— GIVEN INSTRUCTION —
Skip the pictures. Transcribe the rest of the data below without changing a word.

BEGIN

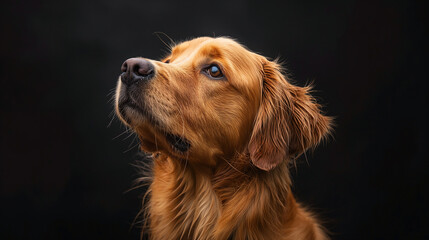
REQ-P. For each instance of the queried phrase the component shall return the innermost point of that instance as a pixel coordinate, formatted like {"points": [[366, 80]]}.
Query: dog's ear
{"points": [[288, 121]]}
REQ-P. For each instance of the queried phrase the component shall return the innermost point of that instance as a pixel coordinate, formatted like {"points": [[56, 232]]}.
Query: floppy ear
{"points": [[288, 121]]}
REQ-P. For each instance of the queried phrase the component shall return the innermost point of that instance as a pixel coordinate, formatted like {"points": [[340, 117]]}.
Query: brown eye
{"points": [[214, 71]]}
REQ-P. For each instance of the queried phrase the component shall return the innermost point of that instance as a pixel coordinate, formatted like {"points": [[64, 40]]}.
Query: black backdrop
{"points": [[63, 174]]}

END

— RESPONSE —
REQ-P. For each instance of the queried phrase the component shall return the innermost point of that instance as a pixel coordinate, formatted like {"points": [[366, 80]]}.
Query: dog's ear
{"points": [[288, 121]]}
REQ-P. For each instance of the queried phrase the component shall return the innermost point of that instance as a pixel coordinate, formatted like {"points": [[56, 232]]}.
Query: floppy ear
{"points": [[288, 121]]}
REQ-P. For each instance of the queried phrase the component shall return the innermost point of that instance as a pixel coordinate, formatted like {"points": [[340, 117]]}.
Query: brown eye
{"points": [[214, 71]]}
REQ-P. For each instance of the queried phrase the component shall return the innermost point of that instance as a pixel coordinate, formatted like {"points": [[64, 40]]}.
Query: black backdrop
{"points": [[63, 174]]}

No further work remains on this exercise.